> **SET EXERCISE**
Leave out the images; return the rest of the data exactly.

───── DATA SUPPLIED

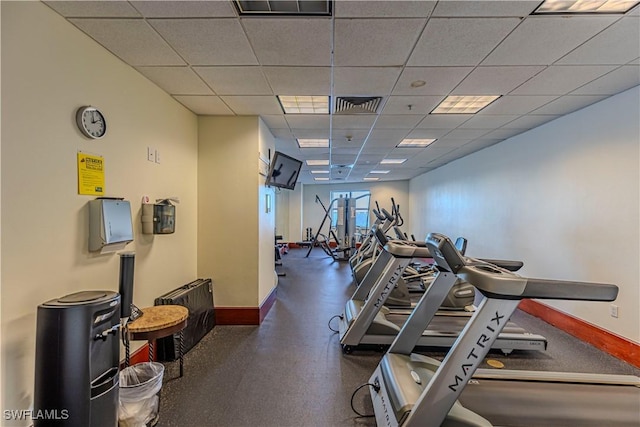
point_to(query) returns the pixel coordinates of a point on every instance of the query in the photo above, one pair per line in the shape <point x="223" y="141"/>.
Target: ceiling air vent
<point x="357" y="104"/>
<point x="284" y="7"/>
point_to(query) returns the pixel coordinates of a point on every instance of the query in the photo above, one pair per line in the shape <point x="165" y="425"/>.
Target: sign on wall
<point x="90" y="174"/>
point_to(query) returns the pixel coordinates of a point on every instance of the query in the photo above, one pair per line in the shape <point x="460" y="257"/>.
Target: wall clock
<point x="91" y="122"/>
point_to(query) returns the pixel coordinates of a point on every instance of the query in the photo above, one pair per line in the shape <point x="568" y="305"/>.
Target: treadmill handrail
<point x="501" y="284"/>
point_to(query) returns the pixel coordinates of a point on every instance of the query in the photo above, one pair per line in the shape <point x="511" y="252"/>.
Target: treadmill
<point x="365" y="321"/>
<point x="410" y="390"/>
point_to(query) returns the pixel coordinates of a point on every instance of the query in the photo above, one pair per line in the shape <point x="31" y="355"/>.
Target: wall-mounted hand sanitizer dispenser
<point x="110" y="226"/>
<point x="159" y="218"/>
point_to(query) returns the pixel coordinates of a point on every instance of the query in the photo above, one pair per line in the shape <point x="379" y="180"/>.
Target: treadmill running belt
<point x="530" y="403"/>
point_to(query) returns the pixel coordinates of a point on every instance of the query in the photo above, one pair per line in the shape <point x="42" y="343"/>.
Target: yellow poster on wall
<point x="90" y="174"/>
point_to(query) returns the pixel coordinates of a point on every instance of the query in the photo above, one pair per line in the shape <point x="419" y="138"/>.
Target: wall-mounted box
<point x="110" y="226"/>
<point x="159" y="218"/>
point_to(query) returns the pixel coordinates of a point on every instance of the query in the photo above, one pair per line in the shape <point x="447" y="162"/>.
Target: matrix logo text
<point x="29" y="414"/>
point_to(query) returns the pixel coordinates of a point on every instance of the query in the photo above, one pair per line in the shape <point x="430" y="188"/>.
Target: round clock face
<point x="91" y="122"/>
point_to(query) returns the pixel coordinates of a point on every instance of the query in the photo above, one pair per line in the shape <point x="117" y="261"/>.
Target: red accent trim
<point x="237" y="315"/>
<point x="615" y="345"/>
<point x="138" y="356"/>
<point x="268" y="303"/>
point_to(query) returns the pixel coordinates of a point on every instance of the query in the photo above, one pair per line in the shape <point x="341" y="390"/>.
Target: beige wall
<point x="233" y="227"/>
<point x="289" y="214"/>
<point x="49" y="69"/>
<point x="564" y="198"/>
<point x="380" y="191"/>
<point x="267" y="278"/>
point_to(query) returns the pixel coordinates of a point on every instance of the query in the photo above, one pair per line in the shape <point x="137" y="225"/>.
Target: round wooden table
<point x="158" y="322"/>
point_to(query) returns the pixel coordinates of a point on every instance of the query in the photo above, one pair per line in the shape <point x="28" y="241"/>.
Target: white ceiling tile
<point x="438" y="80"/>
<point x="307" y="121"/>
<point x="253" y="105"/>
<point x="310" y="133"/>
<point x="383" y="9"/>
<point x="290" y="41"/>
<point x="299" y="80"/>
<point x="132" y="40"/>
<point x="404" y="121"/>
<point x="212" y="41"/>
<point x="94" y="9"/>
<point x="482" y="143"/>
<point x="495" y="80"/>
<point x="353" y="81"/>
<point x="370" y="149"/>
<point x="353" y="121"/>
<point x="568" y="104"/>
<point x="357" y="135"/>
<point x="459" y="41"/>
<point x="283" y="133"/>
<point x="529" y="122"/>
<point x="275" y="121"/>
<point x="618" y="44"/>
<point x="427" y="133"/>
<point x="487" y="121"/>
<point x="176" y="80"/>
<point x="561" y="79"/>
<point x="204" y="105"/>
<point x="246" y="80"/>
<point x="542" y="40"/>
<point x="466" y="8"/>
<point x="616" y="81"/>
<point x="503" y="133"/>
<point x="451" y="142"/>
<point x="411" y="104"/>
<point x="443" y="121"/>
<point x="379" y="42"/>
<point x="513" y="104"/>
<point x="185" y="9"/>
<point x="343" y="159"/>
<point x="461" y="133"/>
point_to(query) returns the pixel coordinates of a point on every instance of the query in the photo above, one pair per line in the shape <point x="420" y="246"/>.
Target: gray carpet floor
<point x="290" y="371"/>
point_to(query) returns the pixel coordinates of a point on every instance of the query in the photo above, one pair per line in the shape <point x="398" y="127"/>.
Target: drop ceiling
<point x="216" y="62"/>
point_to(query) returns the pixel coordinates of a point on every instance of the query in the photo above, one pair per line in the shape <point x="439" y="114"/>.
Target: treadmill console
<point x="444" y="252"/>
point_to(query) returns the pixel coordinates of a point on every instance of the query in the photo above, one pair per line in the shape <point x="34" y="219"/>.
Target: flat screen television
<point x="283" y="171"/>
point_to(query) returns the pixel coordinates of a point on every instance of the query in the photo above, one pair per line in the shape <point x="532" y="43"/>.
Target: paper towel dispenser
<point x="110" y="226"/>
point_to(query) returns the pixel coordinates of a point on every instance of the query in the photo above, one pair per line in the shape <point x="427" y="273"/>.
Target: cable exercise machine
<point x="342" y="233"/>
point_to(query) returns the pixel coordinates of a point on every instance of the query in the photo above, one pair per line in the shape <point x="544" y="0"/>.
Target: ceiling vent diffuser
<point x="357" y="104"/>
<point x="284" y="7"/>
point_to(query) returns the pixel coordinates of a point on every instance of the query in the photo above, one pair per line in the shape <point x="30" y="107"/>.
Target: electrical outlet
<point x="613" y="310"/>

──────────

> **WRITTEN ANSWER**
point_to(query) returns the pixel coordinates of a point on every instance of the query in the photo above, one pair per line in the shape <point x="223" y="141"/>.
Target: ceiling air vent
<point x="357" y="104"/>
<point x="284" y="7"/>
point_to(query) returns the pixel coordinates of a point on every instance of the query in the photo above, one pair per line in the shape <point x="165" y="425"/>.
Target: sign on wall
<point x="90" y="174"/>
point_to(query) returns the pixel coordinates of a point on every instance of the query in the photo above, one pair per line in the shape <point x="460" y="257"/>.
Target: wall clock
<point x="91" y="122"/>
point_to(query) returns the pixel coordinates of a point on every instance of the query in the photo above, one pair per line in the shape <point x="568" y="305"/>.
Target: treadmill handrail
<point x="501" y="284"/>
point_to(query) returns the pixel coordinates of a point on every instance of the query in the photo above, one pair per line in the shape <point x="511" y="252"/>.
Target: treadmill
<point x="365" y="321"/>
<point x="410" y="390"/>
point_to(query) returns the pixel coordinates of a point on every instance of the query in the photo above, one pair per line in the shape <point x="31" y="355"/>.
Target: wall-mounted hand sanitizer dispenser
<point x="110" y="226"/>
<point x="159" y="218"/>
point_to(query) returns the pixel coordinates of a point on every instance of the query in the photo above, one pair per line in the shape <point x="379" y="180"/>.
Target: treadmill running belt
<point x="530" y="403"/>
point_to(query) returns the pixel coordinates of a point on every instance of the query in the photo above, one pair per line in the shape <point x="42" y="343"/>.
Target: yellow poster on wall
<point x="90" y="174"/>
point_to(query) returns the pixel coordinates of a point on every instance of the query in the photo above, one pair per line in the shape <point x="419" y="138"/>.
Target: wall-mounted box
<point x="110" y="226"/>
<point x="159" y="218"/>
point_to(query) returns the pixel coordinates of a point on every instance of the query in the photo above, one pair per line in the shape <point x="447" y="162"/>.
Target: matrix logo text
<point x="29" y="414"/>
point_to(query) returns the pixel coordinates of a point on every instance of the query in the photo above, one pair per line in the shape <point x="430" y="188"/>.
Target: round clock face
<point x="91" y="122"/>
point_to(query) returns the pixel coordinates of a point on every instance of the query in the photo above, one pair per line in the shape <point x="117" y="261"/>.
Target: red accent trim
<point x="237" y="315"/>
<point x="615" y="345"/>
<point x="138" y="356"/>
<point x="268" y="303"/>
point_to(query) returns the pixel coordinates of a point on every instance of the query in the photo above, one pair per line in the shape <point x="341" y="390"/>.
Target: beige wall
<point x="233" y="227"/>
<point x="289" y="214"/>
<point x="49" y="69"/>
<point x="564" y="198"/>
<point x="380" y="191"/>
<point x="267" y="278"/>
point_to(query) returns the pixel coordinates of a point on every instance of the query in the photo above, one pair per line in the shape <point x="137" y="225"/>.
Target: round wooden table
<point x="158" y="322"/>
point_to(query) returns the pixel coordinates of a point on every instance of the query in the photo above, one pair per line in the shape <point x="28" y="241"/>.
Target: white ceiling tile
<point x="438" y="80"/>
<point x="307" y="121"/>
<point x="253" y="105"/>
<point x="310" y="133"/>
<point x="383" y="9"/>
<point x="290" y="41"/>
<point x="299" y="80"/>
<point x="132" y="40"/>
<point x="404" y="121"/>
<point x="212" y="41"/>
<point x="94" y="9"/>
<point x="482" y="143"/>
<point x="495" y="80"/>
<point x="353" y="81"/>
<point x="370" y="149"/>
<point x="353" y="121"/>
<point x="568" y="104"/>
<point x="357" y="135"/>
<point x="459" y="41"/>
<point x="283" y="133"/>
<point x="529" y="122"/>
<point x="275" y="121"/>
<point x="618" y="44"/>
<point x="427" y="133"/>
<point x="487" y="121"/>
<point x="176" y="80"/>
<point x="561" y="79"/>
<point x="204" y="105"/>
<point x="246" y="80"/>
<point x="542" y="40"/>
<point x="466" y="8"/>
<point x="616" y="81"/>
<point x="503" y="133"/>
<point x="451" y="142"/>
<point x="411" y="104"/>
<point x="443" y="121"/>
<point x="379" y="42"/>
<point x="513" y="104"/>
<point x="185" y="9"/>
<point x="343" y="159"/>
<point x="461" y="133"/>
point_to(query) returns the pixel coordinates of a point on every instance of the query in the photo above, one pair per line in the shape <point x="420" y="246"/>.
Target: gray carpet floor
<point x="290" y="371"/>
point_to(query) returns the pixel coordinates of a point on every instance of the query in the photo above, one pair per line in the shape <point x="398" y="127"/>.
Target: drop ceiling
<point x="216" y="62"/>
point_to(query) returns the pixel coordinates of a point on every instance of the query in the photo above, one pair per line in the shape <point x="439" y="114"/>.
Target: treadmill console
<point x="444" y="252"/>
point_to(query) returns the pixel coordinates of a point on every instance of the query in the photo above, one pair per line in the shape <point x="34" y="219"/>.
Target: flat screen television
<point x="283" y="171"/>
point_to(query) returns the pixel coordinates of a point on every instance of the query in the photo above, one pair per line in the shape <point x="532" y="43"/>.
Target: paper towel dispenser
<point x="110" y="226"/>
point_to(query) returns the pixel coordinates of a point on every instance of the query in the photo above, one pair per line in the shape <point x="427" y="273"/>.
Target: cable exercise machine
<point x="342" y="233"/>
point_to(query) returns the pixel coordinates of a point on every instance of the query in the photo above, one pair per line in the shape <point x="544" y="0"/>.
Target: ceiling vent diffuser
<point x="357" y="104"/>
<point x="284" y="7"/>
point_to(query) returns the pixel coordinates of a point on every instance of the query in the photo above, one pair per line in the shape <point x="30" y="107"/>.
Target: electrical outlet
<point x="613" y="310"/>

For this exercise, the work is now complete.